Return each entry below without any alteration.

○ ○ ○ ○

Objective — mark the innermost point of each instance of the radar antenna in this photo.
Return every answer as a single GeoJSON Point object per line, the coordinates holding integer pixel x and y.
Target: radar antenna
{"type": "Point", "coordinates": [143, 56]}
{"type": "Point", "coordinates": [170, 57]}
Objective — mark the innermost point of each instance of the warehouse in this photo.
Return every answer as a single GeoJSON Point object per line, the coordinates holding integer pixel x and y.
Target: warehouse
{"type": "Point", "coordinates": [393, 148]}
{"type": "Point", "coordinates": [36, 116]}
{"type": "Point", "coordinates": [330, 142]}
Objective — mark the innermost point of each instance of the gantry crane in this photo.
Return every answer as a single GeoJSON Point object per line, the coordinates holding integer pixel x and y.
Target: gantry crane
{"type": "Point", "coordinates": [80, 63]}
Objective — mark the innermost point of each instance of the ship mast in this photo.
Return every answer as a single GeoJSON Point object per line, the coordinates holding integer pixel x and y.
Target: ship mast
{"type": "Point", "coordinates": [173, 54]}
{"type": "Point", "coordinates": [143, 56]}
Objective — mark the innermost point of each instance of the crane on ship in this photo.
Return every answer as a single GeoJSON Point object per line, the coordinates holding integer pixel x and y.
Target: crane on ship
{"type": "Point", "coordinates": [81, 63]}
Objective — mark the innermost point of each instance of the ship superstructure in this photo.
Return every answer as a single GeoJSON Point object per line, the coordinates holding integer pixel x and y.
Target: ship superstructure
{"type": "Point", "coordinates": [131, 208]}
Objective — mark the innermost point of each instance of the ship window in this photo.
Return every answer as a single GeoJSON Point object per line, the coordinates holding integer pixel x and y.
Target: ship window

○ ○ ○ ○

• [EXERCISE RESPONSE]
Objective — mark the innermost point of each instance of the radar antenna in this photo.
Return every answer as a single GeoJSON Point object per line, the coordinates holding integer pixel x and y.
Target: radar antenna
{"type": "Point", "coordinates": [143, 56]}
{"type": "Point", "coordinates": [170, 57]}
Objective — mark the innermost point of each instance of the warehouse in this photo.
Return every answer as a single GeoJSON Point object per line, the coordinates holding integer pixel x and y.
Target: warehouse
{"type": "Point", "coordinates": [393, 148]}
{"type": "Point", "coordinates": [36, 116]}
{"type": "Point", "coordinates": [330, 142]}
Objective — mark the innermost point of each instance of the gantry crane in this photo.
Return every answer as a single GeoJSON Point object per line, the coordinates holding integer pixel x and y.
Target: gantry crane
{"type": "Point", "coordinates": [80, 63]}
Objective — mark the innermost point of each instance of the ship mast in this photo.
Return every answer as a single GeoJSON Point object per line, the coordinates holding integer pixel x and y.
Target: ship mast
{"type": "Point", "coordinates": [173, 54]}
{"type": "Point", "coordinates": [143, 56]}
Objective — mark the innermost point of each instance of the crane on ship in this photo.
Return every answer as a single GeoJSON Point object per line, the coordinates holding integer pixel x and y.
Target: crane on ship
{"type": "Point", "coordinates": [81, 63]}
Objective — mark the innermost point of each instance of the ship superstructure in this photo.
Return every answer as a single GeoJSON Point object per line, the coordinates holding integer pixel x and y.
Target: ship superstructure
{"type": "Point", "coordinates": [131, 208]}
Objective — mark the innermost point of each instance of the ship window in this photo.
Return every answer as a single GeoJSON Point object per line, the coordinates holding integer pixel x and y.
Target: ship window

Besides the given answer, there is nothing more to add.